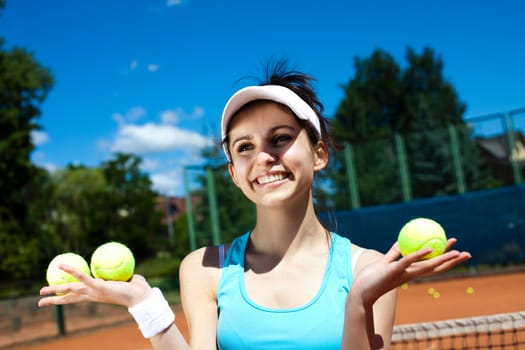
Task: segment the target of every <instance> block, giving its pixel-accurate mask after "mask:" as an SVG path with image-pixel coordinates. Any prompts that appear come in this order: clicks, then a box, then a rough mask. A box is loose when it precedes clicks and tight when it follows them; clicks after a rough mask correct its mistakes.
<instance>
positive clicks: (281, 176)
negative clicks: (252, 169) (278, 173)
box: [257, 174, 284, 184]
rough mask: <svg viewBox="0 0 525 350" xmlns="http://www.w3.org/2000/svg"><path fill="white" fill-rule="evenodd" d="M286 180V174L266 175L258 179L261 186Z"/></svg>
mask: <svg viewBox="0 0 525 350" xmlns="http://www.w3.org/2000/svg"><path fill="white" fill-rule="evenodd" d="M282 179H284V174H275V175H266V176H261V177H258V178H257V182H258V183H259V184H267V183H270V182H275V181H280V180H282Z"/></svg>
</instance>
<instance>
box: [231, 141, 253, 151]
mask: <svg viewBox="0 0 525 350" xmlns="http://www.w3.org/2000/svg"><path fill="white" fill-rule="evenodd" d="M252 148H253V146H252V144H251V143H247V142H245V143H241V144H239V145H238V146H237V147H236V148H235V150H236V152H237V153H243V152H246V151H249V150H251V149H252Z"/></svg>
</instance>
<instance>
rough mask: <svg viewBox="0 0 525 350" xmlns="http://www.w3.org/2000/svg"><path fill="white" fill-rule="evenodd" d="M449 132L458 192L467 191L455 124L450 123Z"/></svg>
mask: <svg viewBox="0 0 525 350" xmlns="http://www.w3.org/2000/svg"><path fill="white" fill-rule="evenodd" d="M448 133H449V135H450V149H451V151H452V160H453V161H454V170H455V171H456V183H457V188H458V193H465V190H466V189H465V188H466V186H465V174H464V173H463V166H462V162H461V153H460V150H459V144H458V134H457V131H456V128H455V127H454V125H452V124H449V126H448Z"/></svg>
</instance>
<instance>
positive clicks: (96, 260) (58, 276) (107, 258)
mask: <svg viewBox="0 0 525 350" xmlns="http://www.w3.org/2000/svg"><path fill="white" fill-rule="evenodd" d="M59 265H69V266H71V267H74V268H76V269H77V270H79V271H81V272H83V273H85V274H86V275H91V274H92V275H93V276H94V277H95V278H101V279H103V280H109V281H128V280H129V279H130V278H131V277H132V276H133V272H134V270H135V258H134V257H133V253H132V252H131V250H130V249H129V248H128V247H127V246H125V245H124V244H122V243H118V242H108V243H105V244H102V245H101V246H99V247H98V248H97V249H96V250H95V251H94V252H93V255H92V256H91V264H90V265H88V263H87V261H86V260H85V259H84V258H83V257H82V256H80V255H78V254H76V253H71V252H69V253H63V254H60V255H57V256H56V257H55V258H54V259H53V260H51V262H50V263H49V266H48V268H47V272H46V279H47V282H48V283H49V285H50V286H54V285H58V284H63V283H70V282H77V281H78V280H77V279H76V278H75V277H73V276H72V275H70V274H69V273H67V272H65V271H63V270H61V269H60V268H59Z"/></svg>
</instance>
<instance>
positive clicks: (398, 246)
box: [385, 242, 401, 262]
mask: <svg viewBox="0 0 525 350" xmlns="http://www.w3.org/2000/svg"><path fill="white" fill-rule="evenodd" d="M400 256H401V251H400V250H399V245H398V244H397V242H395V243H394V244H392V247H390V249H389V250H388V252H386V254H385V259H386V260H387V261H388V262H392V261H396V260H397V259H399V257H400Z"/></svg>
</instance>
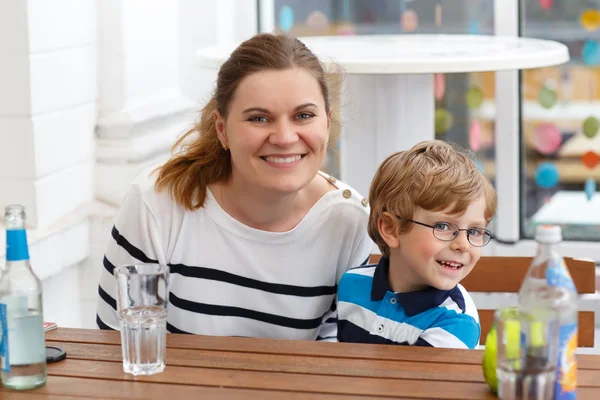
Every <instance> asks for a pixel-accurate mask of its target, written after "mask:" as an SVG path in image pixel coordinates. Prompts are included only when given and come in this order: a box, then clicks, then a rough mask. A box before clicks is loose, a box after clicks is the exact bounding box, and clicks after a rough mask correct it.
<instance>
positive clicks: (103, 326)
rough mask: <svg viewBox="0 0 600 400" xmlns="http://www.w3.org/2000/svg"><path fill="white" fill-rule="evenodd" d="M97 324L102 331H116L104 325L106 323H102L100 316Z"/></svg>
mask: <svg viewBox="0 0 600 400" xmlns="http://www.w3.org/2000/svg"><path fill="white" fill-rule="evenodd" d="M96 324H97V325H98V328H100V329H104V330H108V331H114V329H113V328H111V327H110V326H108V325H106V324H105V323H104V321H102V320H101V319H100V316H99V315H98V314H96Z"/></svg>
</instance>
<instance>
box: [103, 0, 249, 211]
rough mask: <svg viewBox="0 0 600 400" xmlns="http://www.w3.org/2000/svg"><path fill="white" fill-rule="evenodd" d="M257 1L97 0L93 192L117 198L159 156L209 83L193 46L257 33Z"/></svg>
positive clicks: (238, 37) (194, 106) (154, 161)
mask: <svg viewBox="0 0 600 400" xmlns="http://www.w3.org/2000/svg"><path fill="white" fill-rule="evenodd" d="M255 3H256V2H254V1H243V2H238V1H234V0H220V1H219V2H207V1H196V0H178V1H173V0H127V1H121V0H103V1H101V2H99V5H98V7H99V24H100V25H99V35H100V42H99V66H100V69H99V88H100V100H99V117H98V127H97V131H96V132H97V139H96V145H97V152H96V159H97V163H96V175H95V178H96V182H95V185H96V196H97V198H99V199H101V200H104V201H107V202H109V203H111V204H113V205H118V204H119V202H120V200H121V198H122V196H123V194H124V193H125V192H126V190H127V188H128V187H129V185H130V183H131V181H132V180H133V178H134V177H135V176H136V175H137V174H138V173H139V172H140V171H141V170H142V169H145V168H147V167H149V166H151V165H158V164H159V163H162V162H164V161H165V160H166V159H167V158H168V157H169V155H170V148H171V146H172V145H173V144H174V142H175V140H176V139H177V137H178V136H179V135H180V134H182V133H184V132H185V131H186V130H187V129H189V128H190V127H191V125H192V123H193V122H194V120H195V119H197V117H198V111H199V110H200V109H201V108H202V106H203V105H204V103H205V102H206V101H207V100H208V98H209V96H210V93H211V92H212V90H213V88H214V83H215V79H216V72H215V71H203V70H201V69H200V68H198V67H197V66H196V65H195V60H194V53H195V51H196V50H197V49H198V48H199V47H203V46H207V45H214V44H217V43H220V42H223V41H225V40H226V41H231V40H235V41H241V40H244V39H247V38H249V37H250V36H252V35H253V34H254V33H256V4H255Z"/></svg>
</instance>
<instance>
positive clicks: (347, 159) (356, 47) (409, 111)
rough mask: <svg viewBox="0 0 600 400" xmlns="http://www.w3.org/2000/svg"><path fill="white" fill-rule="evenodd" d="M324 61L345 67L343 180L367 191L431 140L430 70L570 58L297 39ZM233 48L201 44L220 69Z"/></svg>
mask: <svg viewBox="0 0 600 400" xmlns="http://www.w3.org/2000/svg"><path fill="white" fill-rule="evenodd" d="M300 40H302V41H303V42H304V43H305V44H306V45H307V46H308V48H309V49H310V50H311V51H313V53H315V54H316V55H317V56H318V57H319V58H320V59H321V61H322V62H323V63H324V64H325V65H326V67H327V68H329V69H331V67H332V66H335V64H337V65H339V66H341V67H342V69H343V71H344V72H345V73H346V76H345V78H344V84H345V85H344V87H343V89H342V100H341V105H342V107H341V108H342V109H341V113H342V115H341V122H342V134H341V140H340V152H341V157H340V160H341V176H340V179H342V180H343V181H345V182H346V183H348V184H349V185H351V186H352V187H354V188H355V189H356V190H358V191H359V192H360V193H361V194H362V195H363V196H367V195H368V191H369V186H370V183H371V180H372V179H373V176H374V175H375V171H376V169H377V167H378V166H379V164H380V163H381V162H382V161H383V160H384V159H385V158H386V157H387V156H388V155H389V154H390V153H392V152H395V151H400V150H406V149H408V148H410V147H412V146H413V145H414V144H415V143H417V142H419V141H421V140H424V139H433V138H434V137H435V135H434V111H435V102H434V95H433V74H434V73H452V72H483V71H501V70H517V69H527V68H539V67H547V66H552V65H559V64H563V63H566V62H568V61H569V52H568V49H567V47H566V46H565V45H563V44H561V43H557V42H553V41H548V40H539V39H528V38H515V37H501V36H483V35H357V36H317V37H306V38H300ZM235 47H236V45H234V44H232V45H230V46H216V47H212V48H204V49H200V50H199V51H198V52H197V54H196V58H197V61H198V63H199V64H200V65H201V66H203V67H208V68H219V66H220V65H221V64H222V63H223V62H224V61H225V60H226V59H227V58H228V57H229V55H230V54H231V51H232V50H233V49H234V48H235Z"/></svg>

================

YOUR ASSIGNMENT -> Extract every line from the start of the rows down to and including the line that contains "box: [257, 174, 284, 184]", copying each one word for word. Leave the pictures out of your answer.

EXERCISE SOLUTION ->
Task: segment the target of every <instance> block, giving its pixel-accurate mask after "mask:" as an SVG path with image-pixel coordinates. Any prompts that appear come in this order: clicks, then a box, then a rough mask. A box is loose when it precedes clicks and tight when it follows them; clicks after a rough mask correct its mistakes.
<instance>
positive clicks: (281, 176)
negative clicks: (252, 169) (278, 173)
box: [257, 174, 284, 184]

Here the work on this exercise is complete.